• **Data lines**
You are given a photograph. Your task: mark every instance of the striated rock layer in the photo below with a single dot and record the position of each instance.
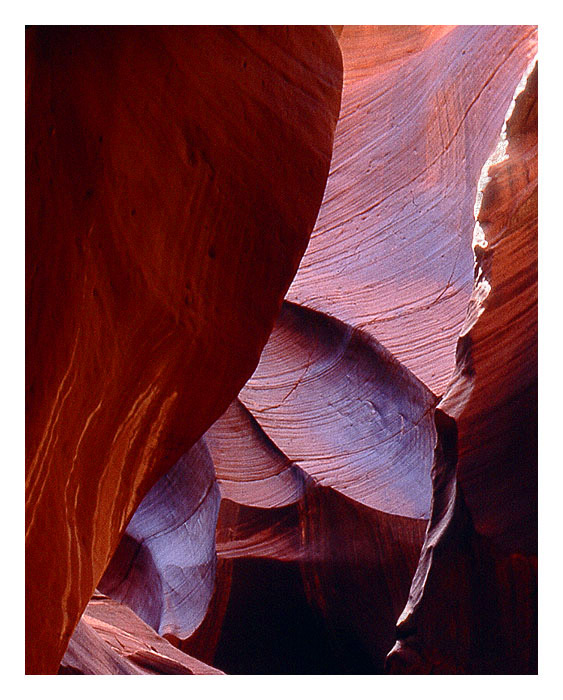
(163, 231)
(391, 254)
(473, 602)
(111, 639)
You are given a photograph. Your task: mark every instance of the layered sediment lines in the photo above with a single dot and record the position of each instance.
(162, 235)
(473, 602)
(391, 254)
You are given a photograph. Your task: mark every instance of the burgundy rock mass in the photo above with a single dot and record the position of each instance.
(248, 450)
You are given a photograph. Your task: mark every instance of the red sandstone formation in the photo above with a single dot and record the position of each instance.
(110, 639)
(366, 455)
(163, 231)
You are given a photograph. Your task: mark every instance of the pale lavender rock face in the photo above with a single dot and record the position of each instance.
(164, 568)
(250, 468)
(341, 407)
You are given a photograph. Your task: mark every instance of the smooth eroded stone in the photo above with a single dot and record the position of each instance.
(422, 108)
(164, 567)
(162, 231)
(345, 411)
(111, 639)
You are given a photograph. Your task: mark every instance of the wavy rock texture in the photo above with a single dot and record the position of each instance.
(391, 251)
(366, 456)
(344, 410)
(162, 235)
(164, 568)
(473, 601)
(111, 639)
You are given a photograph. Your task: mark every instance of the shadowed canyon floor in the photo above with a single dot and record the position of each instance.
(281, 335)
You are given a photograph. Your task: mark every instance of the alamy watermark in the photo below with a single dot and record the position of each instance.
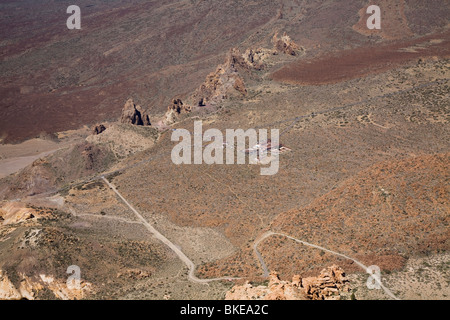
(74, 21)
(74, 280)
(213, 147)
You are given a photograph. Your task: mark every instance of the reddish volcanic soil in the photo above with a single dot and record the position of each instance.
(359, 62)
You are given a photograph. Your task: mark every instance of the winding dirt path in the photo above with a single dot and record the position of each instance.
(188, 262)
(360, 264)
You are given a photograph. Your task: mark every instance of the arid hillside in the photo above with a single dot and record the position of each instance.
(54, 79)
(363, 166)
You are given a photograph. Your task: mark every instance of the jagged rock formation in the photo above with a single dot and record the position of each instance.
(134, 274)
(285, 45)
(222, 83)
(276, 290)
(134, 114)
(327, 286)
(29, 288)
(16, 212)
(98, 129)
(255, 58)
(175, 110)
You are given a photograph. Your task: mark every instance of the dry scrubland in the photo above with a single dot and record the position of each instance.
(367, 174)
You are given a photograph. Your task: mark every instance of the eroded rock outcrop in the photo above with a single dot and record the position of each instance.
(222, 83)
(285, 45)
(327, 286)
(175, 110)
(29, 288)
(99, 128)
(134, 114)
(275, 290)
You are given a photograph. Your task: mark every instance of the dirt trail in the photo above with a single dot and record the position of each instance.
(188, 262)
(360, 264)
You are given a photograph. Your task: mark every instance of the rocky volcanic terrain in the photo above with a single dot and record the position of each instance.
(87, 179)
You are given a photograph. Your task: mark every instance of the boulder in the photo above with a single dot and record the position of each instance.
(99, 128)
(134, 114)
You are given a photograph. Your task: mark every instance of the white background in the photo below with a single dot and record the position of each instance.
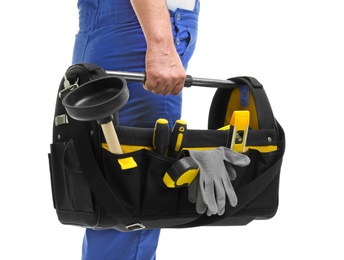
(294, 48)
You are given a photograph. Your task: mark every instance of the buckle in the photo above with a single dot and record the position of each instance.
==
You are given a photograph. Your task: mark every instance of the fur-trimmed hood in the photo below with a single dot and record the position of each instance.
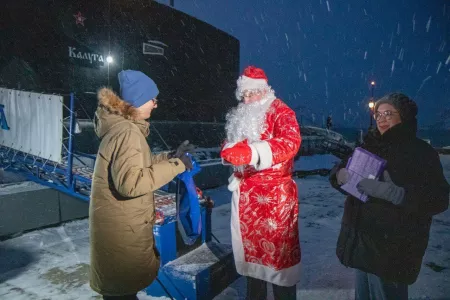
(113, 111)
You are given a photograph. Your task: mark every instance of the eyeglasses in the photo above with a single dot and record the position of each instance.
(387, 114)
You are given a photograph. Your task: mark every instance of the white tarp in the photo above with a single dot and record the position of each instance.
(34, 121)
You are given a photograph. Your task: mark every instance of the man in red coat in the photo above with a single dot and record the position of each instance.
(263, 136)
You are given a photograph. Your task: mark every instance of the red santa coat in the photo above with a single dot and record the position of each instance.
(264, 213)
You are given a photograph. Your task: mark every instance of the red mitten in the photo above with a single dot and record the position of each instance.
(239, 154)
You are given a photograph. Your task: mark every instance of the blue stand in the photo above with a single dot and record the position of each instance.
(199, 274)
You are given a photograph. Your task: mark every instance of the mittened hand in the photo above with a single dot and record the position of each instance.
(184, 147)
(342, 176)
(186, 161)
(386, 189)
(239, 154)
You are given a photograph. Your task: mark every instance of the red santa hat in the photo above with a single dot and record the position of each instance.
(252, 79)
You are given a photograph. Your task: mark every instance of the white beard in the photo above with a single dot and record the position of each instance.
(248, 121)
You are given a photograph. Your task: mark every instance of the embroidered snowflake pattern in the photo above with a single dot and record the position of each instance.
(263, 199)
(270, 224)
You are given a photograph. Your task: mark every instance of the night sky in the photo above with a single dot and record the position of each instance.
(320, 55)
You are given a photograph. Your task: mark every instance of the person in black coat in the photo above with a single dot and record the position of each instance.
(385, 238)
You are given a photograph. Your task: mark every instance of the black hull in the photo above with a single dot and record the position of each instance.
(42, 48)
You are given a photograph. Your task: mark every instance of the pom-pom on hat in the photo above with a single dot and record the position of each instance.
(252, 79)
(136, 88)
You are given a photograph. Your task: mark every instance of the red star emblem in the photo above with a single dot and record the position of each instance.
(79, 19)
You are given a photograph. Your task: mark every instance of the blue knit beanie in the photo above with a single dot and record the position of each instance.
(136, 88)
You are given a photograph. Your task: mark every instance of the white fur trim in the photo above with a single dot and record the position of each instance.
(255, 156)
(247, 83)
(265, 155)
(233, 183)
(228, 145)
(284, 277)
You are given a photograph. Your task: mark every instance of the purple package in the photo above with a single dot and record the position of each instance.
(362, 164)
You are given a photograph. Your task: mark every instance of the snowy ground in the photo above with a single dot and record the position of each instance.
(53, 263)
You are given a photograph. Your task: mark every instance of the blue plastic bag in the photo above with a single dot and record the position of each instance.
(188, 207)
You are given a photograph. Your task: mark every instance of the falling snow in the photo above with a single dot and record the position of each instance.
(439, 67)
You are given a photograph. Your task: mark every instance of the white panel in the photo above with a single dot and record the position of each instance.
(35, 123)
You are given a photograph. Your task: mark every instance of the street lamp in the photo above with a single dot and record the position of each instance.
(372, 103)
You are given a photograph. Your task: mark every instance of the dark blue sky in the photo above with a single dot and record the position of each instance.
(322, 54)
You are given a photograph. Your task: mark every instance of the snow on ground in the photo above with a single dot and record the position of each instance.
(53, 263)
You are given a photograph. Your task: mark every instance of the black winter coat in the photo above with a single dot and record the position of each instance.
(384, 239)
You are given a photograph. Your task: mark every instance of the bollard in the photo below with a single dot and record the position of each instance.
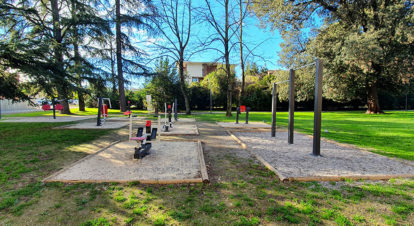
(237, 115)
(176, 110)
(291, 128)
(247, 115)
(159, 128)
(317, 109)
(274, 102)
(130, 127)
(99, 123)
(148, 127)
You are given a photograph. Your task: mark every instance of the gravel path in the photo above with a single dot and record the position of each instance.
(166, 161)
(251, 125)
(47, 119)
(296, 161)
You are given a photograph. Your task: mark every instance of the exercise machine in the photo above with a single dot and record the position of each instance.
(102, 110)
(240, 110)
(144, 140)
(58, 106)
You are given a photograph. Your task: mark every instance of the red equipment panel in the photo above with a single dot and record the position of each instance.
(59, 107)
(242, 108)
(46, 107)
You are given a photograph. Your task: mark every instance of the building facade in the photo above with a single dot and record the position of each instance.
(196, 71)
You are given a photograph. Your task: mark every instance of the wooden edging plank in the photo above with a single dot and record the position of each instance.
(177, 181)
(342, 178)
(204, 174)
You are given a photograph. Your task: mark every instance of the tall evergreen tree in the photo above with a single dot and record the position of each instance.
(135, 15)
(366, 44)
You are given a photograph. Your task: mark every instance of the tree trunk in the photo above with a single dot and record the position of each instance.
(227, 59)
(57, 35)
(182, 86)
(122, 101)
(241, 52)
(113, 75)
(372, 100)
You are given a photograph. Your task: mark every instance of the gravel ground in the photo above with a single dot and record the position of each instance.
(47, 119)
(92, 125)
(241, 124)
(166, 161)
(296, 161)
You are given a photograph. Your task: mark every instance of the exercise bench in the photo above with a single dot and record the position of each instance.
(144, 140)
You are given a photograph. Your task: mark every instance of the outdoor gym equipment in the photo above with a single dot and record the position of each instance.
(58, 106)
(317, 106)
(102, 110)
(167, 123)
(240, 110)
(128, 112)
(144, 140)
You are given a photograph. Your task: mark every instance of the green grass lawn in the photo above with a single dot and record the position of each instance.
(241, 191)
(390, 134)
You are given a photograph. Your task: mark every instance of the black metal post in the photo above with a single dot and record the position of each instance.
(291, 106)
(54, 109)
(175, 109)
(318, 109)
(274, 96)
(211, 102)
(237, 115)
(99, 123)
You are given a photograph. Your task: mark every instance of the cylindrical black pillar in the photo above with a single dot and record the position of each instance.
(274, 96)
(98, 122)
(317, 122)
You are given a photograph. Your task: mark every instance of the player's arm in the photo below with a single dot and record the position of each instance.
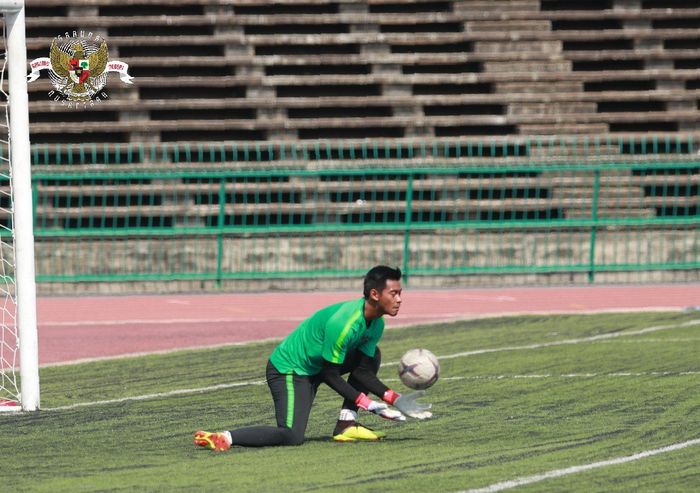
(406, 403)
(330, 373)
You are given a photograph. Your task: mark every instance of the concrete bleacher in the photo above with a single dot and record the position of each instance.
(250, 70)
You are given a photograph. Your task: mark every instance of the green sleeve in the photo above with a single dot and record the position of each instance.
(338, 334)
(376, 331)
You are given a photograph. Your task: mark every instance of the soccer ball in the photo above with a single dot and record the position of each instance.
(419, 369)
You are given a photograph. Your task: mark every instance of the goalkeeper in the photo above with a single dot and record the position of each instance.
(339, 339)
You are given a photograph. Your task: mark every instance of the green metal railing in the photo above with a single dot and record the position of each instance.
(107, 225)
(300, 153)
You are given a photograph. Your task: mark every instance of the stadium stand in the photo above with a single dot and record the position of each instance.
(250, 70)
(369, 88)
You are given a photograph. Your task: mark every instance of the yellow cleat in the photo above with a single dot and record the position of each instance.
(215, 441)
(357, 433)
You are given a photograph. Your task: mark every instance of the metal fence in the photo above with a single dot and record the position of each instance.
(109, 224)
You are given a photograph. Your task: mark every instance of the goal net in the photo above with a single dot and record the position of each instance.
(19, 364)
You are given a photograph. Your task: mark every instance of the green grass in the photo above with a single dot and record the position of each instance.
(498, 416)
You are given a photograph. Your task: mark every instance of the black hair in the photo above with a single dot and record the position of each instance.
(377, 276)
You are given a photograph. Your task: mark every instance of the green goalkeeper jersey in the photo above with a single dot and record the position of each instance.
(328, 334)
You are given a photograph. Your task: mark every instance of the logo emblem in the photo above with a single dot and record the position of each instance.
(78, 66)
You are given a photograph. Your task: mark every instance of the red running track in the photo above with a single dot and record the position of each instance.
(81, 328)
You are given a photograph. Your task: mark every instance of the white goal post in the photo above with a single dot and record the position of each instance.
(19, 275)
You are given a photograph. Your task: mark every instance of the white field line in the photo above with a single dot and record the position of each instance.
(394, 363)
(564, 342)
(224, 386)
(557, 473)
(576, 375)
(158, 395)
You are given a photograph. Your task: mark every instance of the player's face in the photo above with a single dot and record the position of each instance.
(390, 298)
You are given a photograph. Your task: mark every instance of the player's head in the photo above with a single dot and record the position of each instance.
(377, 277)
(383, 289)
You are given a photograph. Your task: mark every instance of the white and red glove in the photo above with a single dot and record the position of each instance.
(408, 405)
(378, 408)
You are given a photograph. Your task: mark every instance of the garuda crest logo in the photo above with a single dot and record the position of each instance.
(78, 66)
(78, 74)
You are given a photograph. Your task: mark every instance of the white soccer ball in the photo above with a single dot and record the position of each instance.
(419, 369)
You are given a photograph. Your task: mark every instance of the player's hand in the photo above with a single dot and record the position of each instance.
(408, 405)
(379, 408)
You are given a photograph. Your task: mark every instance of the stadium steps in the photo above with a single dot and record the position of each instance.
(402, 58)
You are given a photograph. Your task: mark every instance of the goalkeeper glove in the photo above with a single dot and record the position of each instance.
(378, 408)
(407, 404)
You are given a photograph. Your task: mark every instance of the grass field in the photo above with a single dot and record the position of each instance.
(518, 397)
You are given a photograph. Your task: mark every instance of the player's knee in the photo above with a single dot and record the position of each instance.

• **Aim of the exercise**
Could you reproduce, word for word, the stretch of the listing from the line containing "of the winding" through the line containing "of the buckle", leaving out any picture?

• **Full output**
You are given a photograph. Your task: mark every instance of the winding dirt path in the photo above with a single dot and record the position of each instance.
(188, 262)
(360, 264)
You are given a photograph. Your task: mark every instance of the arid hillside in the photo above with a single dot and record the position of each instance.
(54, 79)
(363, 166)
You are given a photograph. Your task: mark every instance of the jagged rock formation in the photo above with a single dot and record the position of each instance.
(134, 274)
(285, 45)
(222, 83)
(276, 290)
(134, 114)
(327, 286)
(29, 288)
(16, 212)
(98, 129)
(255, 58)
(175, 110)
You are given a photograph. Your task: mark every instance of the dry scrubland in the photo above with a single dot and record the position of each instance.
(367, 174)
You are given a photograph. Your task: mark every instance of the eroded rock outcrop in the photo above with a single dot and record the position of each instance.
(222, 83)
(285, 45)
(327, 286)
(175, 110)
(29, 288)
(99, 128)
(134, 114)
(275, 290)
You are given a photograph. Your task: mark every instance of the dirt trail in the photo above with a single dot and record the position of each instance.
(188, 262)
(360, 264)
You are given a photograph. Your task: mark every instance of the rocky volcanic terrain in the photo above with a single dot and record the position of each instance.
(87, 179)
You are given a photograph. Your task: mark every instance of the boulder in the photo above with a single dot and record the position of each instance.
(99, 128)
(134, 114)
You are given a photograph. Your task: mark every instance of the white background in the photo below with a single dot and record the position of each instance.
(294, 48)
You are given a photograph. Your task: mark every instance of the buckle in the photo above with a single dot and record the position of each instance.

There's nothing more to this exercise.